(Dataset records)

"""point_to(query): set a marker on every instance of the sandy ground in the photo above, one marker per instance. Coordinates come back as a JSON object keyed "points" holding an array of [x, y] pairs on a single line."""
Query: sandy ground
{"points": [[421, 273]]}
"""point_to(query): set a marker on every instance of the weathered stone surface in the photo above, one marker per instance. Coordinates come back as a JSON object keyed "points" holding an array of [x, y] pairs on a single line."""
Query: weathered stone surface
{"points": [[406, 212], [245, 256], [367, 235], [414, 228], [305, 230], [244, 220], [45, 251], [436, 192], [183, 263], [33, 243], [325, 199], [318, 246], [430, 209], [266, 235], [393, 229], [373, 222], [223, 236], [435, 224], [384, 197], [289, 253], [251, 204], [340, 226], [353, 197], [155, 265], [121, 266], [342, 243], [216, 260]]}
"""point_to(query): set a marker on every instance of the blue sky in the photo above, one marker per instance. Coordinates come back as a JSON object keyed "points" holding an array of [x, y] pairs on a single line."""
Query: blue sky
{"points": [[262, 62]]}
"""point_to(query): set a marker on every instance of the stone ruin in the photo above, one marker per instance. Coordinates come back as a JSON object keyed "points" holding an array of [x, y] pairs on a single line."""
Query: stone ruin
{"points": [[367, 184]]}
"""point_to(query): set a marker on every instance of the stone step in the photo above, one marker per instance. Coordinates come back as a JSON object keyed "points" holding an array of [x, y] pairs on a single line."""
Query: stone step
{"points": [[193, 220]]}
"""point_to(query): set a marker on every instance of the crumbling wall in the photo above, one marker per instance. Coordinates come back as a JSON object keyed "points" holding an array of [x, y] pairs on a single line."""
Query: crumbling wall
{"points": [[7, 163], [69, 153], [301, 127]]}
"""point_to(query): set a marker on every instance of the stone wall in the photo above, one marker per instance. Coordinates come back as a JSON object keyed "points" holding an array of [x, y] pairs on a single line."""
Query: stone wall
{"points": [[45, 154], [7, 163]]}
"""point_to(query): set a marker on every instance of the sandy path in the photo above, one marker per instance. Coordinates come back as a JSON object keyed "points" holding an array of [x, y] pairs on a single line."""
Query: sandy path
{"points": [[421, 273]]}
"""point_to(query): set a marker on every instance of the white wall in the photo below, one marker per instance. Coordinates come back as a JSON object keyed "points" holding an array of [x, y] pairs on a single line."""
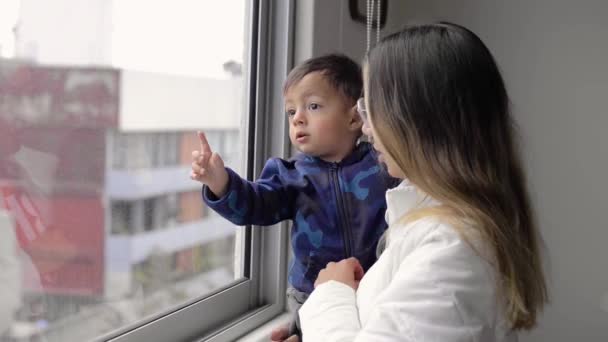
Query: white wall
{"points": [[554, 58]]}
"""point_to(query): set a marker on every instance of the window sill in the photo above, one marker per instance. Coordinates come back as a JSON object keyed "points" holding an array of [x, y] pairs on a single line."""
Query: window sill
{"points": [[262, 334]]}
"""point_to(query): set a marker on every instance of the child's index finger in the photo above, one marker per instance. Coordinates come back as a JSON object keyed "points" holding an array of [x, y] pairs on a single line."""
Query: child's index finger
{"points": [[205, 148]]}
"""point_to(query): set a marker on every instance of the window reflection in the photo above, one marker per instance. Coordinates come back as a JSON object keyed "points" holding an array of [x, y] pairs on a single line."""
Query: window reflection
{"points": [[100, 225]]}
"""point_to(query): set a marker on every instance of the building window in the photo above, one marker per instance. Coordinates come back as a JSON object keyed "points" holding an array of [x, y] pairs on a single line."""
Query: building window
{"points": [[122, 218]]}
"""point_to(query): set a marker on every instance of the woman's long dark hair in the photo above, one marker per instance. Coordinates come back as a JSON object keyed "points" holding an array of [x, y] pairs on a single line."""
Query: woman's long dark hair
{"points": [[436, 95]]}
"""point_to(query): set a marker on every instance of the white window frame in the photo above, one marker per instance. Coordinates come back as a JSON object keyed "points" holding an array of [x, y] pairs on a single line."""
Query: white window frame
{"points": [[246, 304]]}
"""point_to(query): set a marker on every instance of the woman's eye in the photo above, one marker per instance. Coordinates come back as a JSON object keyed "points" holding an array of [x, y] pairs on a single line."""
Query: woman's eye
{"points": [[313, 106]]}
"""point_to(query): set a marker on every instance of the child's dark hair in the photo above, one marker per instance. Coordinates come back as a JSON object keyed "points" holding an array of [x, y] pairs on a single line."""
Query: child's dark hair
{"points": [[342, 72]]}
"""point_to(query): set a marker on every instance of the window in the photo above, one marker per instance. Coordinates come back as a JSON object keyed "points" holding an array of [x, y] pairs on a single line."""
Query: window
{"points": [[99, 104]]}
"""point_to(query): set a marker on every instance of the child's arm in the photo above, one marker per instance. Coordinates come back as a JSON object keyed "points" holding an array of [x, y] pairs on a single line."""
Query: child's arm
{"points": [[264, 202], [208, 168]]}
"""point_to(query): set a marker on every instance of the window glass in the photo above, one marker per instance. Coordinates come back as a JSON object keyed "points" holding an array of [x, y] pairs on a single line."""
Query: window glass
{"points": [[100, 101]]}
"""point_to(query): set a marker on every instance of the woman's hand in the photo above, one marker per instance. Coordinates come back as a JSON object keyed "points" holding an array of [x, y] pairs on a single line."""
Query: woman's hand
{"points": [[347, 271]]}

(End Dataset records)

■ Task objective
Transcribe the records above exactly, leaving out every picture.

■ Output of the exercise
"""point_to(query): set a marker on every instance of the sandy ground in the photo above, one marker per instance. Coordinates come back as a JSON object keyed "points" holding an array of [x, y] pairs on a single line."""
Query: sandy ground
{"points": [[421, 273]]}
"""point_to(query): set a marker on every instance of the weathered stone surface in the photo above, one marker per instance. Coordinates come back as a JSON object keyed "points" holding an array of [x, y] pairs on a single line."""
Query: weathered stone surface
{"points": [[406, 212], [245, 256], [367, 235], [414, 228], [305, 230], [244, 220], [45, 251], [436, 192], [183, 263], [33, 243], [325, 199], [318, 246], [430, 209], [266, 235], [393, 229], [373, 222], [223, 236], [435, 224], [384, 197], [289, 253], [251, 204], [340, 226], [353, 197], [155, 265], [121, 266], [342, 243], [216, 260]]}
"""point_to(query): set a marker on every instance of the blue sky in the photo above, one marker per instance. Coordinates come back as a JSON object keyed "points" holding an array of [x, y] pairs on a single line."""
Query: blue sky
{"points": [[262, 62]]}
"""point_to(query): set a marker on every instance of the stone ruin in the photo above, one marker per instance. Coordinates come back as a JSON object keyed "points" holding an array of [x, y] pairs on a single line."""
Query: stone ruin
{"points": [[367, 184]]}
"""point_to(query): set a marker on every instance of the stone step in the photo above, one marker per instance. Coordinates come back as a JSON object keyed "points" holding an array of [x, y] pairs on a single line."""
Query: stone step
{"points": [[193, 220]]}
"""point_to(query): set a marker on every instance of the crumbling wall in the photo above, one marker per instance. Coordinates come back as a JSON object keyed "points" holding an array of [x, y] pairs on a single line."""
Query: crumbling wall
{"points": [[7, 163], [69, 153], [301, 127]]}
"""point_to(query): set a marker on every instance of the stone wall in the photo above, one marker per instance. Coordinates come back as a JSON object keyed "points" holding an array of [x, y] pairs on a single line."""
Query: stone wall
{"points": [[45, 154], [7, 163]]}
"""point_to(query): set a marker on every instance of the sandy path in the photo above, one marker per instance. Coordinates come back as a JSON object keyed "points" holding an array of [x, y] pairs on a single line."""
Query: sandy path
{"points": [[421, 273]]}
"""point_to(query): set a marker on every instance of the white wall in the photo below, one marker per instance. Coordinates come back as a JSON object keyed "points" holding an array of [x, y] pairs on a single line."""
Query: white wall
{"points": [[554, 58]]}
"""point_to(query): set a marker on every instance of the window sill in the photo above, one marker per instance. Coordinates come back as a JSON object keyed "points" holding an array of [x, y] pairs on a single line."""
Query: window sill
{"points": [[262, 334]]}
"""point_to(query): set a marker on every instance of the child's index finger in the photo above, one marker per instance. Coordinates come back as a JSON object keyed "points" holding an array of [x, y] pairs on a single line."""
Query: child's index finger
{"points": [[205, 148]]}
"""point_to(query): set a marker on every instance of the window reflection in the photo above, one marker per instance. Coordinates come back as a JSON object keyed "points" holding an array of [x, y] pairs on a single line."""
Query: window reflection
{"points": [[100, 225]]}
"""point_to(query): set a marker on every instance of the building window in the photo above, one marker per instance. Coordinates come back as a JSON object keyed "points" holding an array of [x, y] pairs on a single line."""
Query: building window
{"points": [[122, 218]]}
"""point_to(query): set a marker on every instance of the woman's long dark hair in the photo above, one marker per instance. Coordinates come back as a JSON object keyed "points" holding an array of [x, y] pairs on a single line."""
Query: woman's long dark hair
{"points": [[436, 95]]}
"""point_to(query): set a marker on every instance of the white window frame in the photo above, one marker per instance. Coordinates come back as a JSON object keyed "points" holding an array of [x, y] pairs on a single line."""
Query: white window frame
{"points": [[246, 304]]}
"""point_to(query): set a marker on every instance of the woman's eye in the photo above, one marker per instance. Coordinates come back as a JSON object keyed "points" holding an array of [x, y] pairs on a single line."""
Query: woman's eye
{"points": [[313, 106]]}
"""point_to(query): set a marker on every instance of the child's dark hair in the photo above, one marker per instance. Coordinates come back as a JSON object keyed "points" holding an array of [x, y] pairs on a single line."""
Query: child's dark hair
{"points": [[342, 72]]}
"""point_to(query): set a marker on every instance of the window in the photo above, one marker per instance. Coordinates come back as a JSON object keyed "points" holding an array of [x, y] pairs on a single line."""
Query: window
{"points": [[99, 104]]}
"""point_to(query): set a marker on every instance of the child's arm in the photo above, one marker per instance. Coordinates come back as a JSON object keyed "points" holding an array of [x, y] pairs on a single line."""
Query: child's arm
{"points": [[264, 202], [208, 168]]}
"""point_to(query): set a marker on every instance of the window glass in the photo above, one marker per instance. Coordinates come back as a JSON object keyed "points" holding an array of [x, y] pairs on a single line."""
Query: window glass
{"points": [[100, 101]]}
"""point_to(query): set a marker on every instance of the woman's hand in the photo above, one marker per instance. Coordinates come back as a JSON object keyed "points" holding an array of [x, y] pairs on a single line."""
Query: woman's hand
{"points": [[347, 271]]}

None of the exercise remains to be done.